WORK ORDER |
When the string "below" appears in a line of the records, show the whole line.
Segment Start: PROVIDED INFORMATION
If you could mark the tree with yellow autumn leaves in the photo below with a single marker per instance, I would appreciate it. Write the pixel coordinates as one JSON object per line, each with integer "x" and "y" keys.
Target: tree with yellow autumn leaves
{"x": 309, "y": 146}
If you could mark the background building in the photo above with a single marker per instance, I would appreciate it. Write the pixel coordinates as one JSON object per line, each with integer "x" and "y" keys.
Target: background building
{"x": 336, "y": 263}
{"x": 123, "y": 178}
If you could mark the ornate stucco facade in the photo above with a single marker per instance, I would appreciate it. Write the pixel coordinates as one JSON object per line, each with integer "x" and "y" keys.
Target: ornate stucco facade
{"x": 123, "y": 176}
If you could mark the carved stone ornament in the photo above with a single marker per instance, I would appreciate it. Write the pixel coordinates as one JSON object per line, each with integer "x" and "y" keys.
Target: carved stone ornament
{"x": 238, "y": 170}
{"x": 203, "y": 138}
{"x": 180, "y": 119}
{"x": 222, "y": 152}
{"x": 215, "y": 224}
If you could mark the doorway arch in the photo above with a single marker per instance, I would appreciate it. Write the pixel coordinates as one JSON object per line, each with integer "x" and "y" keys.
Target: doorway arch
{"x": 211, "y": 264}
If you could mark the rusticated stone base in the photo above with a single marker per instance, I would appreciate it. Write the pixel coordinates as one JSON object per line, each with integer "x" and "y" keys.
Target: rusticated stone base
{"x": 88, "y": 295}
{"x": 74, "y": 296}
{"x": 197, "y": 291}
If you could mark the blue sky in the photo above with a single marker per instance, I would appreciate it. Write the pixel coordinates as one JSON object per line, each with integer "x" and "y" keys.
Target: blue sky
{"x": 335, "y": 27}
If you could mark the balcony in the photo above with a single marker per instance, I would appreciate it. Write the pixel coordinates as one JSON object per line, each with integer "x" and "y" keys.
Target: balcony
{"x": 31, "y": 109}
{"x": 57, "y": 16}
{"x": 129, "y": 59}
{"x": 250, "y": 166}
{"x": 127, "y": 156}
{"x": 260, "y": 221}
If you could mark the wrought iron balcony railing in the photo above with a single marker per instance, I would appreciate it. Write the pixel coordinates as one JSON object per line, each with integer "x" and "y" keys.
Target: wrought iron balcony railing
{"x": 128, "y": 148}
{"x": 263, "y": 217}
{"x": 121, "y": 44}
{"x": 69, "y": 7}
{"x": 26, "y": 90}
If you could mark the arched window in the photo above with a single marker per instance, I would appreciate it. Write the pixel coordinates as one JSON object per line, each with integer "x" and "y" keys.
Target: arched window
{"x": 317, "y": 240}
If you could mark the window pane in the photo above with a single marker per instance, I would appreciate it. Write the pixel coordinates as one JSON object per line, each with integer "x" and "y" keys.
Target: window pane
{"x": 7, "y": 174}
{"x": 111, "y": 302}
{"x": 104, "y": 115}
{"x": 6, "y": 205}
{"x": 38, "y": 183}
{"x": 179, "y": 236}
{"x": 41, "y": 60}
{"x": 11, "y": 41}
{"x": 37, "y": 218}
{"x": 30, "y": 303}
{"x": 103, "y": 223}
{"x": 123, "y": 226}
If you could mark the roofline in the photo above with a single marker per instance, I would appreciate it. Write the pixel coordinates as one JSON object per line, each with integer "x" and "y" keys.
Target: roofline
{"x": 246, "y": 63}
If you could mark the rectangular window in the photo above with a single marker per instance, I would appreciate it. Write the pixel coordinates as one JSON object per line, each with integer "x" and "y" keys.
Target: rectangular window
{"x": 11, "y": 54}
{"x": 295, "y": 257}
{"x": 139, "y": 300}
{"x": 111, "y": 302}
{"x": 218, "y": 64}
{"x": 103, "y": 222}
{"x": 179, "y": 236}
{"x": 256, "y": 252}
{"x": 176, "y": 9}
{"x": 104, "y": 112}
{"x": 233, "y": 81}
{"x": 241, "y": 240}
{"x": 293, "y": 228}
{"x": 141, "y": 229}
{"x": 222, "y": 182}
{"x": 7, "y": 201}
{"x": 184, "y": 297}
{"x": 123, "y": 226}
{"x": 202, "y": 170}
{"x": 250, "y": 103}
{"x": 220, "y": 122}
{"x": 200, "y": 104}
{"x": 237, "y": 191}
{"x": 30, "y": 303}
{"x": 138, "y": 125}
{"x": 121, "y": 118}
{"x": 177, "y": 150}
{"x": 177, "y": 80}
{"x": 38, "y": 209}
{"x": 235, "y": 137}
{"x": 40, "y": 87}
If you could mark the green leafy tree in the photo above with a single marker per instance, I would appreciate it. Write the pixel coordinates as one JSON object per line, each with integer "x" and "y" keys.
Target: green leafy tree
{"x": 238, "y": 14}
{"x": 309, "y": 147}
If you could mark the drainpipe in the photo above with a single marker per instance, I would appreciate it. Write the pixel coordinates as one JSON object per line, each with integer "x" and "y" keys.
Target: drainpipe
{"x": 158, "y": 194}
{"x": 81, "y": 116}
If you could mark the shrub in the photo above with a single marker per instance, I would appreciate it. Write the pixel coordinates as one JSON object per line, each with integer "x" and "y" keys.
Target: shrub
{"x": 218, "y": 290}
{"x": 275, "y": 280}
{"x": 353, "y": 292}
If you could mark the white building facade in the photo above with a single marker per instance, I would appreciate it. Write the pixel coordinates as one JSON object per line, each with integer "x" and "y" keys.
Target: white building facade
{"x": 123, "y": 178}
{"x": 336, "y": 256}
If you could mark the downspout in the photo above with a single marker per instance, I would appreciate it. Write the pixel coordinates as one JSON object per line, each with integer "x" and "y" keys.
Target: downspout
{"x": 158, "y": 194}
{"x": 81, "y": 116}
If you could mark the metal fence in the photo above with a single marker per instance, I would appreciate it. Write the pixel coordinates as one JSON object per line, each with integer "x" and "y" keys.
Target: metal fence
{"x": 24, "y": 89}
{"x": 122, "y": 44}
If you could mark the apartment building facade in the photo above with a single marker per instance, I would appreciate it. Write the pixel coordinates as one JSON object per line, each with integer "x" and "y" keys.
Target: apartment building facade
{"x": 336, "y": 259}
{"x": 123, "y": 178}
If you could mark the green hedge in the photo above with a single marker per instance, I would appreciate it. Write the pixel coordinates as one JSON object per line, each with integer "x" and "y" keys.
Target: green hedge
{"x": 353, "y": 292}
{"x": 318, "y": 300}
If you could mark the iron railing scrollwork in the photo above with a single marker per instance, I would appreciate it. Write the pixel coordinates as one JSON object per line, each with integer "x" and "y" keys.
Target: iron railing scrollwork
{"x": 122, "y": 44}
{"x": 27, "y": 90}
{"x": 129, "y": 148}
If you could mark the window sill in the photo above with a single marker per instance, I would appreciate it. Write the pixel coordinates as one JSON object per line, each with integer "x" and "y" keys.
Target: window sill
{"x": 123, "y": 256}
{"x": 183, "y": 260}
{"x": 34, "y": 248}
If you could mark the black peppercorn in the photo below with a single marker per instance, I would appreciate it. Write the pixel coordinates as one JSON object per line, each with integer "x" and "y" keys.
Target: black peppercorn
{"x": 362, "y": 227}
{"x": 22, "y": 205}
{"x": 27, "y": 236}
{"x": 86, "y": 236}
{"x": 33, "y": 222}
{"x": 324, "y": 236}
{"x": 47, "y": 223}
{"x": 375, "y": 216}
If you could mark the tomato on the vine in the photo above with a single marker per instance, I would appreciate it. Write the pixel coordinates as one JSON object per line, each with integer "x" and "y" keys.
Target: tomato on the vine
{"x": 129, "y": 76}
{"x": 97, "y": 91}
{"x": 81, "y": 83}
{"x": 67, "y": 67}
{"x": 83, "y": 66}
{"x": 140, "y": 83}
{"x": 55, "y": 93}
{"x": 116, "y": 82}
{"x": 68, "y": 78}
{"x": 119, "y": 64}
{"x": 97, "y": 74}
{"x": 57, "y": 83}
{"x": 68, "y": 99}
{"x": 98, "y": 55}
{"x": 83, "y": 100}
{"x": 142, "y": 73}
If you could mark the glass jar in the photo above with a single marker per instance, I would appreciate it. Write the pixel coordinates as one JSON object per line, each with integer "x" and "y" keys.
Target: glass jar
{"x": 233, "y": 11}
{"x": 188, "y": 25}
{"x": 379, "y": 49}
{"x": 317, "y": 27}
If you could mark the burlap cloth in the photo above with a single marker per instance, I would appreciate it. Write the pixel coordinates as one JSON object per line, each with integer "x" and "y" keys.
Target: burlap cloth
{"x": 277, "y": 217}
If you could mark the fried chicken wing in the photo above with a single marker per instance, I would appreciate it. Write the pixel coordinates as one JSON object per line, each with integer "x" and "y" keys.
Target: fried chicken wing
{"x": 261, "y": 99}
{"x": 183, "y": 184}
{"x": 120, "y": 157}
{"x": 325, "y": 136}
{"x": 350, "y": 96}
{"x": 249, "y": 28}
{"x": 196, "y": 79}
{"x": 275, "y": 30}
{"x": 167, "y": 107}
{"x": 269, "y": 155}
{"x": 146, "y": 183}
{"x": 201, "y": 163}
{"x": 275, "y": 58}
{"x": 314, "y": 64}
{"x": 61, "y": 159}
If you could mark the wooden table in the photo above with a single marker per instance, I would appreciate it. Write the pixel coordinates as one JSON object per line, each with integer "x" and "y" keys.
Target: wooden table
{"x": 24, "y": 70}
Segment End: PROVIDED INFORMATION
EXPECTED ANSWER |
If you could mark the tree with yellow autumn leaves in the photo below with a single marker per instance, I would appreciate it. Write the pixel coordinates as one JSON object per line, each with integer "x" and "y" keys.
If you could mark the black peppercorn in the photo below with a single marker per instance, I would appreciate it. Write the pixel coordinates as one JSON object per line, each with integer "x" and "y" keys.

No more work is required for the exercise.